_Set task_. Show each line of the items below that contains the word "water".

— begin Data rows —

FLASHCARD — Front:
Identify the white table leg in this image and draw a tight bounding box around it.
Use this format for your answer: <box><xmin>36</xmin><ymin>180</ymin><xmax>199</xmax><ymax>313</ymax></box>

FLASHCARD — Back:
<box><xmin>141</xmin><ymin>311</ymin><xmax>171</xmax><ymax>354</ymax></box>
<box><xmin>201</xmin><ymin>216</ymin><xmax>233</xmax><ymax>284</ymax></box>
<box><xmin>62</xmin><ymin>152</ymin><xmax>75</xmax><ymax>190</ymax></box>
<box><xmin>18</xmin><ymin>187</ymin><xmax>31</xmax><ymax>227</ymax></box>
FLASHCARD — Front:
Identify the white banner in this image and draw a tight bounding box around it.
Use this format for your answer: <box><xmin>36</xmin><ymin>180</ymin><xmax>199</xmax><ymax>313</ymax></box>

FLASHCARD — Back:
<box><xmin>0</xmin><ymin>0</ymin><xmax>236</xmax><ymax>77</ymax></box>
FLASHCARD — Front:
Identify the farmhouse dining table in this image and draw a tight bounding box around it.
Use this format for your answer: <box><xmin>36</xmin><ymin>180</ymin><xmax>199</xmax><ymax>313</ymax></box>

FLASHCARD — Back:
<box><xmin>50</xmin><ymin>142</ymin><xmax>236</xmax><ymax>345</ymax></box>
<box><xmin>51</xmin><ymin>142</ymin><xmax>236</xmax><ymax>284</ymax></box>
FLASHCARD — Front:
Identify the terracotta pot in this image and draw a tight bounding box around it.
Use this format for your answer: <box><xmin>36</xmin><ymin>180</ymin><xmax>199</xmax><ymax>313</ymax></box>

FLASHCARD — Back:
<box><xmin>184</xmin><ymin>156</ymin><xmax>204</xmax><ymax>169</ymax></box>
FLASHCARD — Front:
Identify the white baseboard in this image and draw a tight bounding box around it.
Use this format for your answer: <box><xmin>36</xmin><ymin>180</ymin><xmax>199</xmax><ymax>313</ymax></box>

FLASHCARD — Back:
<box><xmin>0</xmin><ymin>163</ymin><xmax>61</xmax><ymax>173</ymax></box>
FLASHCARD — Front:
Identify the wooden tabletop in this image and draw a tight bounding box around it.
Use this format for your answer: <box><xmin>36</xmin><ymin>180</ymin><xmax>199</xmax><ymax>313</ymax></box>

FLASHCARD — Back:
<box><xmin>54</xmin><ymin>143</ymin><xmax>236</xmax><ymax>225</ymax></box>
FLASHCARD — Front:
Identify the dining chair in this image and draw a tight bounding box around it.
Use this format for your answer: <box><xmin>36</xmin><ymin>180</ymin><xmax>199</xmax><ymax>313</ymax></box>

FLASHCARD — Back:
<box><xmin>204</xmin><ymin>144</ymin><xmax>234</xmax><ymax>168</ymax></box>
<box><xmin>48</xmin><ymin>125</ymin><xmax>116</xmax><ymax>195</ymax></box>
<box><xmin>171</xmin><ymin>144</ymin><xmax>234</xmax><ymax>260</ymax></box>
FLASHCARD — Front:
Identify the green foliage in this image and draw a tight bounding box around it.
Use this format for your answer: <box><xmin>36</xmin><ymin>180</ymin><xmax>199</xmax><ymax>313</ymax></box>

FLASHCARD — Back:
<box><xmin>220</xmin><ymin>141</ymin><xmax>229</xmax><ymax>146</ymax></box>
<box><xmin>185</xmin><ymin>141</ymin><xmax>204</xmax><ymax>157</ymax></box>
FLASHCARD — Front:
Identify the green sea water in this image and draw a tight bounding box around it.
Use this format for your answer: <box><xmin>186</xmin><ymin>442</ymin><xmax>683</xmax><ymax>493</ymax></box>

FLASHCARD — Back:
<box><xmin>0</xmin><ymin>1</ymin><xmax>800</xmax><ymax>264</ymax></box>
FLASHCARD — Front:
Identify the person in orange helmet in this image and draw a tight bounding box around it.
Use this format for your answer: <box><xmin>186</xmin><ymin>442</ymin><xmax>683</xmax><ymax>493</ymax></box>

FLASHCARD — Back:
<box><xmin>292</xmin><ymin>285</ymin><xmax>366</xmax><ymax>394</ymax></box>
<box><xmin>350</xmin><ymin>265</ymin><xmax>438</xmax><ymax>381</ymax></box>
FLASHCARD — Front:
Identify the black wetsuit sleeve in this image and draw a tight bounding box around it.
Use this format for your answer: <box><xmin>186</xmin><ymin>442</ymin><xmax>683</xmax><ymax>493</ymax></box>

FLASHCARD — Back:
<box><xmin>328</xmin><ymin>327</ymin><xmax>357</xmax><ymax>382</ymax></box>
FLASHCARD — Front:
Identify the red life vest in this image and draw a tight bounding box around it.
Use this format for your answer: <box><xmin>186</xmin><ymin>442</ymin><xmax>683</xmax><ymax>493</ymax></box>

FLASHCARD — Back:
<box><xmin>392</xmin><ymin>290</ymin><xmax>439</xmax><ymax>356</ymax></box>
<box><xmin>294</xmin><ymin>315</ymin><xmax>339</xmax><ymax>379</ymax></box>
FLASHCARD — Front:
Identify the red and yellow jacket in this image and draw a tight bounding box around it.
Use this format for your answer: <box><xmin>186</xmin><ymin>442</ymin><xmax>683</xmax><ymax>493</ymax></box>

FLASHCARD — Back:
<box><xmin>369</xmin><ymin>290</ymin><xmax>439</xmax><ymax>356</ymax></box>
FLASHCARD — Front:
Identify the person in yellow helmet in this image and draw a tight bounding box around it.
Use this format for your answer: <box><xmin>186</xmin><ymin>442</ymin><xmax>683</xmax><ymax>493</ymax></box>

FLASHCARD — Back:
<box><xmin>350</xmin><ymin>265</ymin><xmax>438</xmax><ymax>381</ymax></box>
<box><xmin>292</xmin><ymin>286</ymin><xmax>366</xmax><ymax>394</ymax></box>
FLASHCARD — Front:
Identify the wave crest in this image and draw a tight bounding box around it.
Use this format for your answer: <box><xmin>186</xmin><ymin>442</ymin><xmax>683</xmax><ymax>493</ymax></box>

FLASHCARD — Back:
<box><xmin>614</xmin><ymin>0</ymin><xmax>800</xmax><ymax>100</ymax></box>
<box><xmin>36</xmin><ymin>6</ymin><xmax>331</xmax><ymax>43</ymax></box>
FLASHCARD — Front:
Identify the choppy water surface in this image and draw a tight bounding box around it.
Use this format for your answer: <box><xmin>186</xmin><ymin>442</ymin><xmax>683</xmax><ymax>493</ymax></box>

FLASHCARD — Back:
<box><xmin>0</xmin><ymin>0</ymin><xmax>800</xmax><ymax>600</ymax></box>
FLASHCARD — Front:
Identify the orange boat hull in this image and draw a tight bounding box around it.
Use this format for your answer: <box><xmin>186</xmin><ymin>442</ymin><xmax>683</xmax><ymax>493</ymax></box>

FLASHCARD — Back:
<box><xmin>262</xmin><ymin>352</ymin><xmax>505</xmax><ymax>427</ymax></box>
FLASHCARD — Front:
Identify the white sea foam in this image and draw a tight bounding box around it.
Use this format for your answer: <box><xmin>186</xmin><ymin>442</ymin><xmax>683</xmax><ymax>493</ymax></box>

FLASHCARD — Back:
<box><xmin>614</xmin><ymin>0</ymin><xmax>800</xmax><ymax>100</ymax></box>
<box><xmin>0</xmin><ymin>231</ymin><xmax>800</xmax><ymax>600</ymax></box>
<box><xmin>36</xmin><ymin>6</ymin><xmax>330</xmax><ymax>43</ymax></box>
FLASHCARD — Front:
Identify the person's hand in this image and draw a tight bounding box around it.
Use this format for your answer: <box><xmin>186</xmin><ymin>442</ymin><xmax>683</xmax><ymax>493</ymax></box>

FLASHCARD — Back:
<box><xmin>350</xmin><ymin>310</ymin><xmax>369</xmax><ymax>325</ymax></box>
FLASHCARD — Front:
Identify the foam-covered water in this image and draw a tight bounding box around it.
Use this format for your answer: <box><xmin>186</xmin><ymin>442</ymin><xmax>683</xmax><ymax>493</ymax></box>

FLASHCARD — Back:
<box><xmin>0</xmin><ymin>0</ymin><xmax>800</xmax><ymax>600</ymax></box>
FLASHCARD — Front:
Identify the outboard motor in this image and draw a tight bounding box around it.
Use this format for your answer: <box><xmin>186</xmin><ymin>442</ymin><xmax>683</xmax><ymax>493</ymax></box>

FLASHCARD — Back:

— end Data rows —

_Result_.
Identify the green sea water in this image and draw a tight bounding box around it.
Identify the choppy water surface in this image and draw a tight bounding box around it.
Identify the foam-covered water in this image and draw a tight bounding box around it.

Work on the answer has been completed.